* start Stored records *

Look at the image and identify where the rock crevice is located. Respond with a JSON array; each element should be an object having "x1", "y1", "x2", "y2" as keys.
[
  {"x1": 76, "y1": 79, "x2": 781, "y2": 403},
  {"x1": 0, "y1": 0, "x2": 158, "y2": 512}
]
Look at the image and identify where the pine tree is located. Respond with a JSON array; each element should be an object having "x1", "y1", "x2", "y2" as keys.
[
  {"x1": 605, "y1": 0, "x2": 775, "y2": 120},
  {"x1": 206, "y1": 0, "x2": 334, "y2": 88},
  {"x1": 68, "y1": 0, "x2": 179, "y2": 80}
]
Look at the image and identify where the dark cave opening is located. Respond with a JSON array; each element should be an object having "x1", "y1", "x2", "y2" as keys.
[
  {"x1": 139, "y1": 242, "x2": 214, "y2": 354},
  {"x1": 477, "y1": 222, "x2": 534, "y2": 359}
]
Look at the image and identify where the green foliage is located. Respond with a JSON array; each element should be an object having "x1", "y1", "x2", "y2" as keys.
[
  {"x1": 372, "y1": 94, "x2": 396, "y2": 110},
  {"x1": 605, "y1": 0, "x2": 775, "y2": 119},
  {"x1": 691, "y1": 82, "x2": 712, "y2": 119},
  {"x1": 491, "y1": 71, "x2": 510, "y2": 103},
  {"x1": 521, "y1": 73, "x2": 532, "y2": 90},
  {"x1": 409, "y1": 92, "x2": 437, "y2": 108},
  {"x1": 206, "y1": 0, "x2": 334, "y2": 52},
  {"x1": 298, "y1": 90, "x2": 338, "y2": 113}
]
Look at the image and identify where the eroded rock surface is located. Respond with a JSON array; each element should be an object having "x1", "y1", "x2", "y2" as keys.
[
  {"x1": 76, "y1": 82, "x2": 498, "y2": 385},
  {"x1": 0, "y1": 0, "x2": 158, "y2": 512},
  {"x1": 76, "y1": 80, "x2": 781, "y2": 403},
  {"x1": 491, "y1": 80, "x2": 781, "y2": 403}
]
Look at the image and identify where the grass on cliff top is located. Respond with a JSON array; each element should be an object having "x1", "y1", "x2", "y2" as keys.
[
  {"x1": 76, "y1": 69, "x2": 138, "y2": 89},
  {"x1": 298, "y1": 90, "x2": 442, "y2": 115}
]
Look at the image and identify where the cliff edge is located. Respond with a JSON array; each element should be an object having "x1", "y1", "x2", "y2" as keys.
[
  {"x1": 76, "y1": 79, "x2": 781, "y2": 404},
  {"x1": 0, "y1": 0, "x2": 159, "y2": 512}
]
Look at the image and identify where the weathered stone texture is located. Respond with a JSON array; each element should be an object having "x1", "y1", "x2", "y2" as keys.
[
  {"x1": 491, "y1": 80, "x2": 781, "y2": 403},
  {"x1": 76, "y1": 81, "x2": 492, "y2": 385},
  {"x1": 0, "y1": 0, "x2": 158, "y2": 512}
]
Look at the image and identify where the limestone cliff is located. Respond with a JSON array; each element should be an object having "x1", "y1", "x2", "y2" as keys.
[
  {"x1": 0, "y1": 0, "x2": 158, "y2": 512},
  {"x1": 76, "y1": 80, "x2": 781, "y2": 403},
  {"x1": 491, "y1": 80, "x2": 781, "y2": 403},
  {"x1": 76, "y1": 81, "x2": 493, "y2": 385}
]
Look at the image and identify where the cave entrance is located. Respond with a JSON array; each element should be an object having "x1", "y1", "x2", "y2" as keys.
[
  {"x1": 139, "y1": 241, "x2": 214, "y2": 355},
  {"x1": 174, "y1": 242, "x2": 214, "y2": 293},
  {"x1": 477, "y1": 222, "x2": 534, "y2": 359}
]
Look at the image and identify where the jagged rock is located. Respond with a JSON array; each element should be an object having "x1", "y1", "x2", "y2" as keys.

* end Stored records *

== Challenge ==
Rewrite part of the records above as a JSON list of strings, one string per line, with blank lines left out. Begin at the line that contains "Look at the image and identify where the cave" and stop after the final line of the records.

== Answer to the problem ==
[
  "Look at the image and identify where the cave entrance is located. Respond with a JSON array; each element should be an object having \"x1\", \"y1\", \"x2\", \"y2\" as keys.",
  "[",
  "  {\"x1\": 139, \"y1\": 241, \"x2\": 214, \"y2\": 355},",
  "  {\"x1\": 174, \"y1\": 242, \"x2\": 214, \"y2\": 293},",
  "  {\"x1\": 477, \"y1\": 222, \"x2\": 534, \"y2\": 359}",
  "]",
  "Look at the image and identify where the jagged rock is located. Respond with a JSON array; each element should be an object having \"x1\", \"y1\", \"x2\", \"y2\" as keys."
]